* **Task to carry out**
Reproduce every row below word for word, leaving the picture out of your copy.

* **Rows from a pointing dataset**
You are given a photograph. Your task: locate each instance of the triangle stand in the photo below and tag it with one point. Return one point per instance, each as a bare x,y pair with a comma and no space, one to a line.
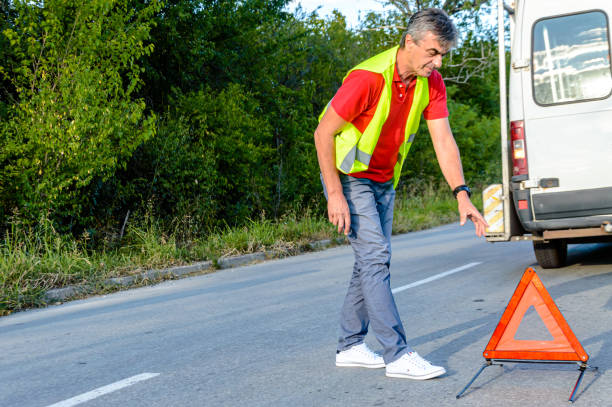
564,348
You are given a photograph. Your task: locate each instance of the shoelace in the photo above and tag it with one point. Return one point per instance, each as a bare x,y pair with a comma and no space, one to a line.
367,352
417,360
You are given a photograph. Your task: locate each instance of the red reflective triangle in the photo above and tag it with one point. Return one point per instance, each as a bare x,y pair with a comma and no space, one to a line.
531,292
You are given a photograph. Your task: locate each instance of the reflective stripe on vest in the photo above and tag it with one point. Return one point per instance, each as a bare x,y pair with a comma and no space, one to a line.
353,148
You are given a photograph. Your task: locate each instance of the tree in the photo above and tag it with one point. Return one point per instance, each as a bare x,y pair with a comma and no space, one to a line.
74,69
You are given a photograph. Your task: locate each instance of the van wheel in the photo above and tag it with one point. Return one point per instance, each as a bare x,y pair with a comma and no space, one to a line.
552,254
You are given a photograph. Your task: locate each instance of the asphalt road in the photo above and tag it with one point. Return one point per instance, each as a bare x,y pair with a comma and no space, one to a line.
265,335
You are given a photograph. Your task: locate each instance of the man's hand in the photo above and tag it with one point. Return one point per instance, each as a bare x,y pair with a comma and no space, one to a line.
467,210
338,212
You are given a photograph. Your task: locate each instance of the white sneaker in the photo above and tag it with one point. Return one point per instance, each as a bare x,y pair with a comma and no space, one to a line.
359,356
413,366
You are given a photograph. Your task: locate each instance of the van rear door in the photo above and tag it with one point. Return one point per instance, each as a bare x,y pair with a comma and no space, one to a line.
568,109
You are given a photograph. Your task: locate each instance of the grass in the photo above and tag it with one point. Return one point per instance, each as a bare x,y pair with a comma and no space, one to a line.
36,259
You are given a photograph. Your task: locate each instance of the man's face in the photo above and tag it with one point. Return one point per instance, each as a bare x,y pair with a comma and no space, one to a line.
423,56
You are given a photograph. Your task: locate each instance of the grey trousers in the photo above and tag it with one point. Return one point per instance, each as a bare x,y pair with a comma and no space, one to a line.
369,300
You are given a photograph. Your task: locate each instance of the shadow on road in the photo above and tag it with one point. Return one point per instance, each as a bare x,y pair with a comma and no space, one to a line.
590,254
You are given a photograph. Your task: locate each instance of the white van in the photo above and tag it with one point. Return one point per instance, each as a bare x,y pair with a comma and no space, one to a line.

* **Written answer**
You are given a photograph. Your task: locate each instance of the triangle stand in the photo below and tag it with one point. Return one point per instance, each as a bare x,y pair with a comma and no space, one to a line.
564,348
You are given a photograph. Your task: locate each instance of the shoelace in the photo above and tag it with one point. Return one point per instance, each as a bare x,y pair with a comma and no space, one to a line.
367,352
417,360
You are given a photograph. Your task: locate each instance of the red reflective triangle in the photo above and tag it with one point. Return one point per instance, each as a bare x,y pair with a comma and no space, one to a line.
531,292
You are given a photograph. Your task: locate each instance of the reflective stripe on vest in the photo above and tag it with one point. Return one point per instance, each as a bare x,y pair with a comma and no space, one to a line.
353,148
You are given a photograph. Your task: locate each instance of the tree in the photo above and tag it with one point. Return one point per instance, each as a bare x,y pair with a comma and no space, one to a line.
74,69
You are given a photograph. Your task: locate each instance of the van wheel in the photo above and tag it with one point. Return one point per instance, each as a bare x,y pair with a comma and no space, one to a line.
552,254
You are given a photograph. Your task: locate each instance of the asphalt road in the photo above and tag it with one point. Return one point per instance, each as a bare x,y pair with a comma and no space, one to a line.
265,335
You are given a photograph. Your task: locate each instance of the man's hand in the photo above and tag it with one point. Return one point per instance, each as a bare x,y pair with a comma and no space, one to a line.
467,210
338,212
You are given a photograph. Your task: locate each instance of the white sneaker in the photo above and tag it with one point. Return one point per instance, each as a bare x,y pair with a comma and no space, one to a line.
359,356
413,366
You are given a photograph. Your task: locate each instance of the van rear door in the photo above and tag it with one point. Return one point per instance, each as a bare x,y pair with a comma and no space, one to a line.
568,109
You are given a photograph. Your task: locate each instance of the grass in the photo above and tag it with one point. Return one point per instance, each as a bare x,y pair with a comma and no space, one to a line.
36,259
You are given a photograph. Your task: locate each instance of the man's face in the photo above and tag it with one point. Return one point per instance, each as a bare x,y pair with a comma and no space, one to a line.
423,56
You are given a photograph. Your task: locate each instance of the grey trousers in the photo above and tag it with one point. Return one point per instance, each as a bare x,y pair with a comma and no space, one to a line.
369,300
You are given a photograph. Your task: locate each instance of the shadow on road in the photo above and tag it with one point. Return one point per instance, each as a bare x,y pair with a comma and no space, one to a line.
590,254
You are given a photograph. Your task: locate each instance of the white van in the photo above and tag it with one point. Return one point per instance, each as a bare x,y pair with a comma and no space, one to a line.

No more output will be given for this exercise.